About this exercise: Please provide the entries below again, word for word.

Dataset entries:

◇ ◇ ◇ ◇

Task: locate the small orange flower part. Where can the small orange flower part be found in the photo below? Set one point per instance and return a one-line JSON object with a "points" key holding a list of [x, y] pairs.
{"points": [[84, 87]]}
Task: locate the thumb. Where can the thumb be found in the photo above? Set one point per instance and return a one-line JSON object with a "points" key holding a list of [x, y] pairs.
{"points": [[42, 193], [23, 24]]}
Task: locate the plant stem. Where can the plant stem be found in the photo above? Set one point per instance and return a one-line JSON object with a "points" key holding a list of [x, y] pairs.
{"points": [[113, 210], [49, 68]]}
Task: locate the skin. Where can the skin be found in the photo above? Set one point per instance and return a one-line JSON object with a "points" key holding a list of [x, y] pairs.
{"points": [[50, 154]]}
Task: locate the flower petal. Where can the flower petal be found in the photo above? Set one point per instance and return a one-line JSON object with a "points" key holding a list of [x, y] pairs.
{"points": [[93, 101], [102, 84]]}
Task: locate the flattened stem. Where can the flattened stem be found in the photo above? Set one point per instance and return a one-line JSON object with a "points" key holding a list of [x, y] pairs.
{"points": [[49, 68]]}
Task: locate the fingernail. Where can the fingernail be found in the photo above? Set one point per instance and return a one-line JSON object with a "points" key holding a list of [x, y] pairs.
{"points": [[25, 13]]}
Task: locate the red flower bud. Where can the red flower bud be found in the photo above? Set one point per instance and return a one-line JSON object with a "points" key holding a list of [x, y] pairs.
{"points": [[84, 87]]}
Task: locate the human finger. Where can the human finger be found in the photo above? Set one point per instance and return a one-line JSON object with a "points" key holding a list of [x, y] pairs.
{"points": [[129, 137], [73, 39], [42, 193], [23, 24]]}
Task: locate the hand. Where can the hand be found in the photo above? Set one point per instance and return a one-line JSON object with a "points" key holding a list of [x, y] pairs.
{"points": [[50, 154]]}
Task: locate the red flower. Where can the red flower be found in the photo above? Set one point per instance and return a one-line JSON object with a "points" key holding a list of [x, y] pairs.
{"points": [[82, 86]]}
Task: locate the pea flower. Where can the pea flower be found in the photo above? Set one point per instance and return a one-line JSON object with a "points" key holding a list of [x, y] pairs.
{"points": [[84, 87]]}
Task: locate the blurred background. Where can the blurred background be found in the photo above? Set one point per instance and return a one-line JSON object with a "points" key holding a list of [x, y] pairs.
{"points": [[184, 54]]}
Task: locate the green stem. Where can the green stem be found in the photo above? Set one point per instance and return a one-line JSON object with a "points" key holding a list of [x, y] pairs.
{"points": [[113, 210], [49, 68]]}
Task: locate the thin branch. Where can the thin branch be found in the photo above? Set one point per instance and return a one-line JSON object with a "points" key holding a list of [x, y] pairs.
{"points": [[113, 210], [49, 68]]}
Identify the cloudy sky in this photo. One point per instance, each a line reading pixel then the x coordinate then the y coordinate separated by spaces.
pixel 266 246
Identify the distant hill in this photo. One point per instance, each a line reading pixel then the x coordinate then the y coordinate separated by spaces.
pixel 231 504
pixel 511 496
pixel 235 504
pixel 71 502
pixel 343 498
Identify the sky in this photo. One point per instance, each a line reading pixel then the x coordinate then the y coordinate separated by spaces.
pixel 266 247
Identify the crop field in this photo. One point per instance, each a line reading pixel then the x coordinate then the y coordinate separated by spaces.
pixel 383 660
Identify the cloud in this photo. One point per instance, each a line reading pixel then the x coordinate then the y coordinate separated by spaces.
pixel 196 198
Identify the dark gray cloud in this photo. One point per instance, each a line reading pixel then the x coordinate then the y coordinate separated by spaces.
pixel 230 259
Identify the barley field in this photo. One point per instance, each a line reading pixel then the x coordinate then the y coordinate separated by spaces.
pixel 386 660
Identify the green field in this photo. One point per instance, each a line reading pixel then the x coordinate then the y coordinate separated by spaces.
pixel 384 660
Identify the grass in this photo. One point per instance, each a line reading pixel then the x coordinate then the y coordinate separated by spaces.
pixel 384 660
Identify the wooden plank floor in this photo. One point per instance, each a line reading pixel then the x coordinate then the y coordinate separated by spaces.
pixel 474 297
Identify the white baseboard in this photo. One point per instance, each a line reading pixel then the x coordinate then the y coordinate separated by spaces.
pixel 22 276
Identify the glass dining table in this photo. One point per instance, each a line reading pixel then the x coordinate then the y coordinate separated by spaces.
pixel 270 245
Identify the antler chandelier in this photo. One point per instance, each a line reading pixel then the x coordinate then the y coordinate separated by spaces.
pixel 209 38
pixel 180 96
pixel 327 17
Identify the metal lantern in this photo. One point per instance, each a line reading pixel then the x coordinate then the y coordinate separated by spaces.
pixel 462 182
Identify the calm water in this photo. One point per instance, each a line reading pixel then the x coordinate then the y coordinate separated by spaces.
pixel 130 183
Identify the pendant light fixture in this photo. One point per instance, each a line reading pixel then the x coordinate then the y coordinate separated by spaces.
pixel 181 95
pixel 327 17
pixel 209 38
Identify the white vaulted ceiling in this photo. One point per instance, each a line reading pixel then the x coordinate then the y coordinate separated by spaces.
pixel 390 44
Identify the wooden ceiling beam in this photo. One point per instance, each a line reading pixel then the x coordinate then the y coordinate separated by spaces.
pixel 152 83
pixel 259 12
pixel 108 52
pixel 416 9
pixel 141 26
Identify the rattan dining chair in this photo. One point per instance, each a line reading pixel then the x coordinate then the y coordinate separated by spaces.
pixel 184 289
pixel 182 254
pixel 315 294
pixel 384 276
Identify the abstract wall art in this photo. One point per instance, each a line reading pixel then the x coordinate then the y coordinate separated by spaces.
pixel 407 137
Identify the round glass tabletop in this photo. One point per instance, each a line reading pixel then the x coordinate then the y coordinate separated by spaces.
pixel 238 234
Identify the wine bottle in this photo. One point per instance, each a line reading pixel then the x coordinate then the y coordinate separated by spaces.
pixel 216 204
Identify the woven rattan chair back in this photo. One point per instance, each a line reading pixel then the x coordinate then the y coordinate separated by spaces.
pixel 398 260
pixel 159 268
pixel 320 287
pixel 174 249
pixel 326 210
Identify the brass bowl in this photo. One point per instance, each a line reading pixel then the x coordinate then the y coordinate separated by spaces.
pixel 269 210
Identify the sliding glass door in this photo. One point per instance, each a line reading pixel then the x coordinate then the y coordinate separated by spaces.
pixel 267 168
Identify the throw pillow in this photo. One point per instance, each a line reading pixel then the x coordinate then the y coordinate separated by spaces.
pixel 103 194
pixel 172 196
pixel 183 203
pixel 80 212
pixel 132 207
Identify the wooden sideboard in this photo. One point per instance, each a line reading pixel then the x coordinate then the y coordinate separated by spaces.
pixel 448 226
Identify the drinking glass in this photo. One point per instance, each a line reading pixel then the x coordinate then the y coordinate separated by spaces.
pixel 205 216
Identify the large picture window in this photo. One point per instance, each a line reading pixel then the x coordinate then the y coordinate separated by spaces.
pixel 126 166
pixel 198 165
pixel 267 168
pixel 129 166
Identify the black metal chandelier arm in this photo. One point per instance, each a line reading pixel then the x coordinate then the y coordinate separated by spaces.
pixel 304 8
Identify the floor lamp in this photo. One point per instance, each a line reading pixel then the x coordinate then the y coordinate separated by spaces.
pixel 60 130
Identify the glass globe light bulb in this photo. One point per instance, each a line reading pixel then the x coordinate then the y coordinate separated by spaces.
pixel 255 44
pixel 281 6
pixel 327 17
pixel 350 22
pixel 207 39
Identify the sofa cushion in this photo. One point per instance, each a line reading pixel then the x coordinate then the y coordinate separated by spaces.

◇ ◇ ◇ ◇

Result of this exercise:
Task: locate the small orange flower part. Where can the small orange flower part be found in the photo below? Set one point per instance and return a one-line JSON object with a "points" key holding a list of [x, y] pairs.
{"points": [[84, 87]]}
Task: locate the thumb. Where can the thumb be found in the photo above? Set one point per instance and return a one-line JSON object with a "points" key holding a list of [x, y] pairs.
{"points": [[42, 193], [23, 24]]}
Task: locate the plant stem. Where can the plant stem be found in the photo above? Set one point per instance and return a one-line JSON object with a "points" key holding a list of [x, y] pairs.
{"points": [[113, 210], [49, 68]]}
Task: locate the skin. Where can the skin be found in the photo above? Set one point per instance and return a one-line JSON object with a "points" key holding a list of [x, y] pairs.
{"points": [[50, 154]]}
Task: locate the flower petal. Where can the flower petal be found in the photo above? Set one point per instance and return a one-line JSON object with a "points" key holding a list of [x, y] pairs.
{"points": [[93, 101], [102, 84]]}
Task: locate the flattened stem. Where can the flattened stem be found in the photo above? Set one point per instance and return a one-line JSON object with a "points" key holding a list of [x, y] pairs.
{"points": [[49, 68]]}
Task: locate the fingernail. Where can the fingernail be found in the photo above? Set one point per instance and return a one-line JSON object with a "points" key holding a list of [x, y] pairs.
{"points": [[25, 13]]}
Task: locate the red flower bud. Where can the red flower bud be found in the photo above? Set one point per instance and return a one-line JSON object with a "points" key holding a list of [x, y] pairs.
{"points": [[84, 87]]}
Task: locate the human finger. Where can the human finger be found in the photo above? Set one point per instance and return a one-line JSON object with a "points" key holding a list of [x, y] pairs.
{"points": [[129, 137], [73, 39], [42, 193], [23, 24]]}
Task: locate the hand. Where can the hand be found in the photo above? Set one point per instance and return a one-line JSON object with a "points" key holding a list of [x, y] pairs.
{"points": [[50, 154]]}
Task: locate the red flower. Where can the red flower be found in the photo above? Set one point per instance and return a one-line JSON object with a "points" key holding a list of [x, y] pairs.
{"points": [[82, 86]]}
Task: locate the pea flower. Where can the pea flower be found in the photo above? Set one point per instance and return a one-line JSON object with a "points" key holding a list of [x, y] pairs.
{"points": [[84, 87]]}
Task: locate the blurred background. Where can the blurred background be found in the photo above? Set one point per instance and return a one-line JSON object with a "points" key holding a list of [x, y] pairs.
{"points": [[184, 54]]}
Task: locate the green stem. Where can the green stem be found in the photo above? Set one point per instance and return a one-line JSON object with a "points" key holding a list of [x, y] pairs.
{"points": [[113, 210], [49, 68]]}
Task: locate the thin branch. Where can the thin branch be found in the photo above? Set one point per instance and return a one-line JSON object with a "points" key holding a list of [x, y] pairs.
{"points": [[113, 210], [49, 68]]}
Identify the cloudy sky in this photo. One point per instance, each a line reading pixel then the x coordinate then the y coordinate separated by spaces.
pixel 266 246
Identify the distant hill in this photo. One point per instance, each a line reading pixel then the x coordinate then the y coordinate separated by spaces.
pixel 231 504
pixel 511 496
pixel 235 504
pixel 71 502
pixel 343 498
Identify the sky in this photo. One point per instance, each a line reading pixel then the x coordinate then the y coordinate separated by spaces.
pixel 266 247
Identify the crop field in this photo. One point per instance, each a line reading pixel then the x coordinate then the y coordinate separated by spaces.
pixel 383 660
Identify the cloud in this photo. One point per instance, each a line reading pixel then the x coordinate then the y coordinate separated by spaces.
pixel 196 198
Identify the dark gray cloud in this photo. One point per instance, each a line reading pixel then the x coordinate then the y coordinate separated by spaces.
pixel 230 259
Identify the barley field in this photo. One point per instance, each a line reading pixel then the x coordinate then the y coordinate separated by spaces.
pixel 386 660
Identify the green field in this photo. One point per instance, each a line reading pixel then the x coordinate then the y coordinate separated by spaces.
pixel 384 660
Identify the grass in this photo. One point per instance, each a line reading pixel then the x coordinate then the y coordinate separated by spaces.
pixel 384 660
Identify the wooden plank floor in this photo. One point per instance, each a line reading pixel then the x coordinate then the y coordinate separated by spaces.
pixel 474 297
Identify the white baseboard in this photo. One point per instance, each a line reading pixel then the x coordinate then the y coordinate separated by spaces.
pixel 22 276
Identify the glass dining table in this photo. One point per instance, each a line reading pixel then the x coordinate then the y coordinate separated by spaces.
pixel 270 245
Identify the antler chandelier in this photo. One point per instance, each a line reading pixel then the x coordinate then the y coordinate separated by spaces.
pixel 209 38
pixel 180 96
pixel 327 17
Identify the metal lantern in this photo. One point per instance, each a line reading pixel then the x coordinate then the y coordinate separated by spaces.
pixel 462 182
Identify the calm water in this photo. One point per instance, each a line reading pixel then the x coordinate then the y coordinate separated by spaces.
pixel 130 183
Identify the pendant light fixture in this photo. One point per instance, each a line reading pixel then the x coordinate then the y coordinate separated by spaces.
pixel 181 95
pixel 327 17
pixel 209 38
Identify the white vaulted ceiling in this photo. One point per instance, each a line reading pixel then the x coordinate then the y coordinate separated by spaces.
pixel 390 44
Identify the wooden ceiling beam in this photo. One point per instance, each a line reading pixel then the x coordinate then the y coordinate separated by spaces.
pixel 152 83
pixel 259 12
pixel 108 52
pixel 416 9
pixel 141 26
Identify the rattan dining chair in this photo. One point per instance, each a line reading pixel then the x coordinate then the y coordinate separated by spaces.
pixel 184 289
pixel 182 254
pixel 315 294
pixel 384 276
Identify the abstract wall art in this photo. One point per instance, each a line reading pixel then the x coordinate then the y coordinate separated by spaces.
pixel 407 137
Identify the round glass tabletop in this photo. One point per instance, each a line reading pixel then the x coordinate then the y coordinate separated by spaces.
pixel 238 234
Identify the wine bottle in this photo. One point per instance, each a line reading pixel then the x coordinate then the y coordinate separated by spaces.
pixel 216 204
Identify the woven rattan chair back in this photo. One point per instance, each a line reading pixel then the x coordinate then the y coordinate separated by spaces.
pixel 398 260
pixel 159 268
pixel 320 287
pixel 174 249
pixel 326 210
Identify the brass bowl in this photo. One point per instance, each a line reading pixel then the x coordinate then the y coordinate separated by spaces.
pixel 269 210
Identify the sliding glass door in this photo. One point per instance, each a line reading pixel then the x coordinate then the y coordinate separated by spaces.
pixel 267 168
Identify the throw pillow in this photo. One point per instance, each a line reading pixel then the x coordinate then the y coordinate separated by spaces.
pixel 103 194
pixel 172 196
pixel 183 203
pixel 80 212
pixel 132 207
Identify the wooden sideboard in this photo. One point per instance, each a line reading pixel then the x coordinate then the y coordinate separated by spaces.
pixel 448 226
Identify the drinking glass in this photo. One point per instance, each a line reading pixel then the x coordinate then the y coordinate separated by spaces.
pixel 205 216
Identify the large picture window in this photo. One point per instance, each a line reading pixel then the x coordinate then the y coordinate separated by spaces.
pixel 126 166
pixel 198 165
pixel 267 168
pixel 129 166
Identify the black metal chandelier arm in this photo. One point per instance, each a line reading pixel then the x coordinate then the y coordinate separated by spaces.
pixel 304 8
Identify the floor lamp in this photo. One point per instance, each a line reading pixel then the x coordinate then the y coordinate separated by spaces.
pixel 60 130
Identify the glass globe light bulb in this photo. One point per instance, each a line reading pixel then the x coordinate then the y coordinate separated by spaces.
pixel 255 44
pixel 281 6
pixel 327 17
pixel 350 22
pixel 207 39
Identify the sofa cushion in this photo. One point per instance, each a line reading pixel then the x coordinate then the y coordinate separated by spaces.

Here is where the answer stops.